**WORK INSTRUCTION:** Whichever lines of the entries hold the word "woman" should be identified and copied.

**DATA:**
----------

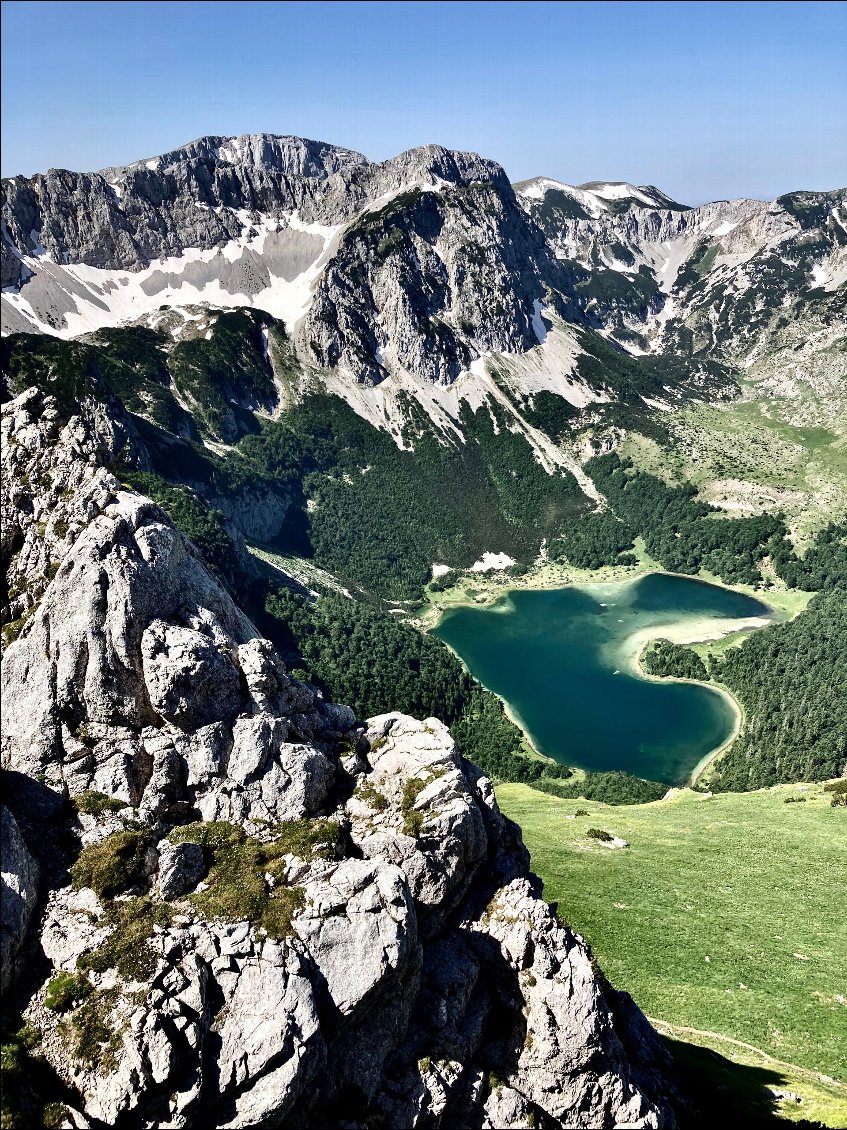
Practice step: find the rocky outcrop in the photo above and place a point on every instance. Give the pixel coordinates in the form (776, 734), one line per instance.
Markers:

----------

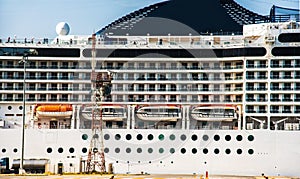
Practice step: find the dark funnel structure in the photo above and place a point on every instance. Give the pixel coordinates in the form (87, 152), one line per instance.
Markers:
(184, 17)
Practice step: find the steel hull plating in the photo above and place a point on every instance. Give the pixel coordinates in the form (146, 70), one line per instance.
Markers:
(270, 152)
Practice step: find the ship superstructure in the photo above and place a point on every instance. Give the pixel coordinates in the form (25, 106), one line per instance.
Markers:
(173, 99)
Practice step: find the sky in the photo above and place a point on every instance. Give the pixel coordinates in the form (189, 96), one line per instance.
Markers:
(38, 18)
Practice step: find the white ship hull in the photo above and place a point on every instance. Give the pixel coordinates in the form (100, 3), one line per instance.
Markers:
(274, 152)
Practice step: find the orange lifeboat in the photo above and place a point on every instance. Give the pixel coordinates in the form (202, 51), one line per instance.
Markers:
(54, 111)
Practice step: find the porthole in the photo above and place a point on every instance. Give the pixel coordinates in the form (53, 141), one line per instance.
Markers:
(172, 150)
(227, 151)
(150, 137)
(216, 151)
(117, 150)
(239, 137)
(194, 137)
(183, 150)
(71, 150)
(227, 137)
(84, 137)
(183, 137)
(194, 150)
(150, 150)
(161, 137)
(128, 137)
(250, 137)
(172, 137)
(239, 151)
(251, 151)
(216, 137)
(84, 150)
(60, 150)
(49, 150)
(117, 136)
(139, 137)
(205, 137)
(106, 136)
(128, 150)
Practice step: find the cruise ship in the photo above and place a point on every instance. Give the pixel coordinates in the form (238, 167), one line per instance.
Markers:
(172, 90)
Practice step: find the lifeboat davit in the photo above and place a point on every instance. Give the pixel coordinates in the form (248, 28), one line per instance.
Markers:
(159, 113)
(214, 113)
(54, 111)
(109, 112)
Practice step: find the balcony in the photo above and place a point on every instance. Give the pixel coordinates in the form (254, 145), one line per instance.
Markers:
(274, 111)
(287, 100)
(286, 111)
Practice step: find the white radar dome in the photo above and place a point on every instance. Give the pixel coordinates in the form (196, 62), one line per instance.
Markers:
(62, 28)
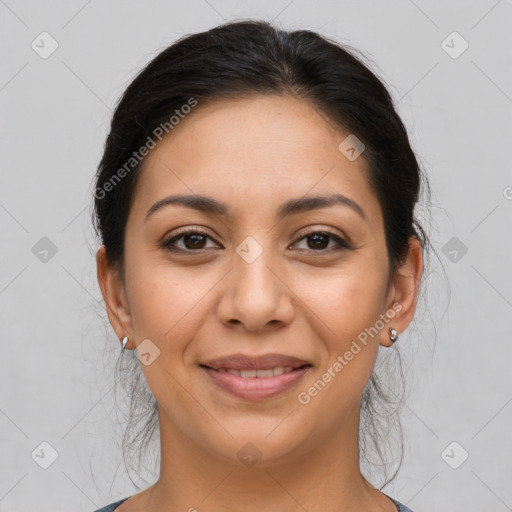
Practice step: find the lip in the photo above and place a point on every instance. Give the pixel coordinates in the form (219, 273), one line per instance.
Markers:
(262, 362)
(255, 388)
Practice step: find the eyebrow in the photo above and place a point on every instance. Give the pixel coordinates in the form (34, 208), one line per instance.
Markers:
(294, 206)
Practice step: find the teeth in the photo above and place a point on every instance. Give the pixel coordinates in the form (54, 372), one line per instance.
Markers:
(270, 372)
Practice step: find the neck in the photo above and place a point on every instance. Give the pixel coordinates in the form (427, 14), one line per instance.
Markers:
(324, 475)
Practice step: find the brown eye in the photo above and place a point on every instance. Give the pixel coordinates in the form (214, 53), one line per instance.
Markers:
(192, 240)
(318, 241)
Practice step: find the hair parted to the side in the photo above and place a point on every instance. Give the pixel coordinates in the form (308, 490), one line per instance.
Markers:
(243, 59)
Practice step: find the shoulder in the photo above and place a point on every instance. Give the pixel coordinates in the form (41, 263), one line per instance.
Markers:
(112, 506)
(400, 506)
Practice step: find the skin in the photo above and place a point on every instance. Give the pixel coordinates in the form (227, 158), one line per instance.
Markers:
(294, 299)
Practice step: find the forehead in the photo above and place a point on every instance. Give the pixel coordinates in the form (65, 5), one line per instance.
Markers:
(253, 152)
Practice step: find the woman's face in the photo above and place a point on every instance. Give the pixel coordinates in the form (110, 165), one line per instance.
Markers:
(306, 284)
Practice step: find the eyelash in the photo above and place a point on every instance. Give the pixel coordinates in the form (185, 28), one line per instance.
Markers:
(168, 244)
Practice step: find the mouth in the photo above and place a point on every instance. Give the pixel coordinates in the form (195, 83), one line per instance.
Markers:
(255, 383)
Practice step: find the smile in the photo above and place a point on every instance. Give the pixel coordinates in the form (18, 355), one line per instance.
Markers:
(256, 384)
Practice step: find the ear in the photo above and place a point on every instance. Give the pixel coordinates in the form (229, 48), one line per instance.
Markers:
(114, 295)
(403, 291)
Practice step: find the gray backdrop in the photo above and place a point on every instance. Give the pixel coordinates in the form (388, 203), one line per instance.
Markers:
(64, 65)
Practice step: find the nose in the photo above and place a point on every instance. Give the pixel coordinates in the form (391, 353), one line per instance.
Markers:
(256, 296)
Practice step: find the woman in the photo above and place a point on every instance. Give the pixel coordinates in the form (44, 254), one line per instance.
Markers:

----------

**EXPECTED OUTPUT:**
Practice step: find the woman's face in the photo above and place a point on every instance. Give the pixel coordinates in the form (110, 165), one line per instance.
Practice step: find the woman in the photo above and place a point on every instance. Give the pixel coordinates in the form (44, 254), one line per instance.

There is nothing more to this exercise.